### REQUIREMENT
Turn everything in the material from the line containing "subject: rocky mountain peak" down to the line containing "165 67 L 174", both included, into a numbered list, leaving out any blank lines.

### RAW RECORDS

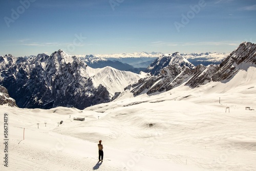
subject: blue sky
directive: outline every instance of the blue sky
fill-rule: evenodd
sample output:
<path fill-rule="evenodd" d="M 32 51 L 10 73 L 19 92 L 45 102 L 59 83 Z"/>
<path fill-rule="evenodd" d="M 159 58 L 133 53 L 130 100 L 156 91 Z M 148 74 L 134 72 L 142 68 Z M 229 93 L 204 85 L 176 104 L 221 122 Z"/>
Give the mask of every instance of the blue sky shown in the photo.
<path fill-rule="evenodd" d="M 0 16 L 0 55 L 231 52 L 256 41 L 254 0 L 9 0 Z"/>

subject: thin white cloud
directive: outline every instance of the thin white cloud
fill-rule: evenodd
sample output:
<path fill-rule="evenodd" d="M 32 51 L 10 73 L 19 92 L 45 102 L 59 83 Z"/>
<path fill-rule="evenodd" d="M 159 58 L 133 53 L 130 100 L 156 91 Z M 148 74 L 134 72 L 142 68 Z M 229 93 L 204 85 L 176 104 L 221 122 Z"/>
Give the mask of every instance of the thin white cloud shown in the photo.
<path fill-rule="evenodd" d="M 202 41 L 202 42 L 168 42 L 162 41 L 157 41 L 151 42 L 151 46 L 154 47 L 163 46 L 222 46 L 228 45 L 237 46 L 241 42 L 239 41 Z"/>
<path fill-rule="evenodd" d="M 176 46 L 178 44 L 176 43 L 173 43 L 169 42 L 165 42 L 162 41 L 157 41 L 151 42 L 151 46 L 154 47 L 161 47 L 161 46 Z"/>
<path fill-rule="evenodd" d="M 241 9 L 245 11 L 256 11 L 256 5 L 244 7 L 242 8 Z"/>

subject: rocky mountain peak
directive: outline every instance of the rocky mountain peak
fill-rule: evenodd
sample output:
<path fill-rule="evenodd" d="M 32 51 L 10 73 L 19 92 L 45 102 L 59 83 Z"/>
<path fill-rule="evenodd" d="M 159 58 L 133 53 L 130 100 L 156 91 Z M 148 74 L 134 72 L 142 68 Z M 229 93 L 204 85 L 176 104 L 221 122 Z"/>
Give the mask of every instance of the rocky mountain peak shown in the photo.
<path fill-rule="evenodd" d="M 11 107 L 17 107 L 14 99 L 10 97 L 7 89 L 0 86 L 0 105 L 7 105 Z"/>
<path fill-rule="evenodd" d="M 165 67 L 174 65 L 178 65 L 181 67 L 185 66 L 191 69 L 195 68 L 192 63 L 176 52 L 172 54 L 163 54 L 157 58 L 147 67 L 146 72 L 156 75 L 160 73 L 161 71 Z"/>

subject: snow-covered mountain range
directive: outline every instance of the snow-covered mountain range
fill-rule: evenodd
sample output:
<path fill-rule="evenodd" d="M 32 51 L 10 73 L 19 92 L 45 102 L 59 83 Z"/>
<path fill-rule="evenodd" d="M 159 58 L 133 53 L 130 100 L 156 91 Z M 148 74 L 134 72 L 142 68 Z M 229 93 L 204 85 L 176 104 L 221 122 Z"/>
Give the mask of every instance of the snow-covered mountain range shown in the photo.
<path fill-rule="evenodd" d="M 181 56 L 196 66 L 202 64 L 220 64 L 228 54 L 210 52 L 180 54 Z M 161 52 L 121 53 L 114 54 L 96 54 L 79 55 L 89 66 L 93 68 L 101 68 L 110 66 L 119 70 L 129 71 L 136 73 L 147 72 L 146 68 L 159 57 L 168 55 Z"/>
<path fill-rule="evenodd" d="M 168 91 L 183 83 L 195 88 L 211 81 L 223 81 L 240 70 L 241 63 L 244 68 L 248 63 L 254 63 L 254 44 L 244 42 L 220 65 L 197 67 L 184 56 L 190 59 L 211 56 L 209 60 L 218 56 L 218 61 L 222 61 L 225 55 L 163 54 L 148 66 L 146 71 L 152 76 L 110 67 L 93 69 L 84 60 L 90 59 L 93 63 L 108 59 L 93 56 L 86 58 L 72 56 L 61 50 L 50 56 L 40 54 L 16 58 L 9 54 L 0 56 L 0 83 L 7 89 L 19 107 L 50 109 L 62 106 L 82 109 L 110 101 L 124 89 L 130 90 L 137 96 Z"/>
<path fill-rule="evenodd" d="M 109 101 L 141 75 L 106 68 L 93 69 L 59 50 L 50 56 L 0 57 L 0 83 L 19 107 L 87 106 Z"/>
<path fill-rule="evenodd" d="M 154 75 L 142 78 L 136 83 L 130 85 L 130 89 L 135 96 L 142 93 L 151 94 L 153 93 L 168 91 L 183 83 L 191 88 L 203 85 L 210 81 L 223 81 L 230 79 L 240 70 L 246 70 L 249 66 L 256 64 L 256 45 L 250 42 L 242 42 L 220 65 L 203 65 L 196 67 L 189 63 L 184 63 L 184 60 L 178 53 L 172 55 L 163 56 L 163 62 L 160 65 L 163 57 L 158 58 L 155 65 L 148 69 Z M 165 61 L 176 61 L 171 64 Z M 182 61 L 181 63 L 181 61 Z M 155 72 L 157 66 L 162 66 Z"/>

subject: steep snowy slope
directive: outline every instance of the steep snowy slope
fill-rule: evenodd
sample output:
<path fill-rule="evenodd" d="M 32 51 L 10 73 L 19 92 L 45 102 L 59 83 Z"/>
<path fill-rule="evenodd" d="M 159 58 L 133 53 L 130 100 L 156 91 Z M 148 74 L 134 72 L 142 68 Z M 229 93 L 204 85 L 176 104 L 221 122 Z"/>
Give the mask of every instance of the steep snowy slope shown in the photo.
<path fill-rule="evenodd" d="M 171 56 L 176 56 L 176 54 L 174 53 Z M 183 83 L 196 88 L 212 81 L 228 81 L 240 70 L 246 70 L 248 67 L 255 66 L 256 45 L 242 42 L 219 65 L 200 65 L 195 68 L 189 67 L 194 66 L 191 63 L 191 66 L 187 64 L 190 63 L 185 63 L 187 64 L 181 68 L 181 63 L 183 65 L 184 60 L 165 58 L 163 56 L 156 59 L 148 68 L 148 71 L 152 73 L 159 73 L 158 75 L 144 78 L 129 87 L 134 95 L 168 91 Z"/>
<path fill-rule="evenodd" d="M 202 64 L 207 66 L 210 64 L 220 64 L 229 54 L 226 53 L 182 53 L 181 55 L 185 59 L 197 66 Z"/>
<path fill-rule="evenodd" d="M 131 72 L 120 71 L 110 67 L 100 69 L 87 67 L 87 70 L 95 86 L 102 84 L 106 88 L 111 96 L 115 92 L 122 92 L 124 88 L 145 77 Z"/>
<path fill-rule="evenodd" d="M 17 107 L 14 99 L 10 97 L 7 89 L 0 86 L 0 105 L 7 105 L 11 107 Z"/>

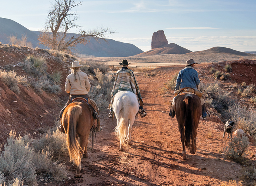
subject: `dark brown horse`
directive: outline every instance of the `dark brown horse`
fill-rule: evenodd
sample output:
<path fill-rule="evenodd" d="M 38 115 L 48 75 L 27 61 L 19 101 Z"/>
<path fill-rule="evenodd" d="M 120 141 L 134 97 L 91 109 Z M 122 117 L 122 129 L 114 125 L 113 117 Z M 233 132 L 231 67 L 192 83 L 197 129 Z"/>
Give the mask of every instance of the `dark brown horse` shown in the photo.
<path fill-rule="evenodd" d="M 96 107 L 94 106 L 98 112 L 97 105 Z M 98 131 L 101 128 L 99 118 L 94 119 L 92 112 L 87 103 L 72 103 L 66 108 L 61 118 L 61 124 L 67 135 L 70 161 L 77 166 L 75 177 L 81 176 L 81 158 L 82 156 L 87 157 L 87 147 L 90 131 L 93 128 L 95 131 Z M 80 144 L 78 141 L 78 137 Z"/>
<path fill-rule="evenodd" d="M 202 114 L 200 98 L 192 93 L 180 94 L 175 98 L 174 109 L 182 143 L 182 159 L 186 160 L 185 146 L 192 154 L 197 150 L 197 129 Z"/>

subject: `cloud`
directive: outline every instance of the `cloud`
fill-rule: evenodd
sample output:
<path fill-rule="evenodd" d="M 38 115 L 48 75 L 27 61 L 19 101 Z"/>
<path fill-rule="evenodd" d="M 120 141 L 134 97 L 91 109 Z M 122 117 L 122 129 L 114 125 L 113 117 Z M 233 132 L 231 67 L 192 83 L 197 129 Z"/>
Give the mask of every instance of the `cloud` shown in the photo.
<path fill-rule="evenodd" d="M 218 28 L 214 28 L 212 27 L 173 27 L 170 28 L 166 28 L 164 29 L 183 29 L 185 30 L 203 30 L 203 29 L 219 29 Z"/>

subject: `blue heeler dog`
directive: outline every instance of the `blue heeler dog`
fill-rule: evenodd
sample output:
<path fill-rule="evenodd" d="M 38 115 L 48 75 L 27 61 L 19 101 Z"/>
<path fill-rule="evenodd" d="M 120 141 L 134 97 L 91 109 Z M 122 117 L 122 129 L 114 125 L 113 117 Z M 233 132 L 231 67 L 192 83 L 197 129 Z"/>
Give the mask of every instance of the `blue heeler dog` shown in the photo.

### WRITTEN RESPONSE
1. subject: rocky mountain peak
2. directive: outline every instance of the rocky mountain peak
3. fill-rule: evenodd
4. sample output:
5. <path fill-rule="evenodd" d="M 32 51 L 10 73 L 19 92 L 45 102 L 59 83 Z"/>
6. <path fill-rule="evenodd" d="M 159 58 L 133 53 L 130 100 L 156 91 Z M 148 74 L 134 72 L 142 68 Z M 229 93 L 204 85 L 176 104 L 221 122 Z"/>
7. Give the mask of every instance of the rocky mountain peak shown in the photo.
8. <path fill-rule="evenodd" d="M 11 107 L 17 107 L 14 99 L 10 97 L 7 89 L 0 86 L 0 105 L 7 105 Z"/>
9. <path fill-rule="evenodd" d="M 165 67 L 174 65 L 178 65 L 181 67 L 185 66 L 191 69 L 195 68 L 192 63 L 176 52 L 172 54 L 163 54 L 157 58 L 147 67 L 146 72 L 156 75 L 160 73 L 161 71 Z"/>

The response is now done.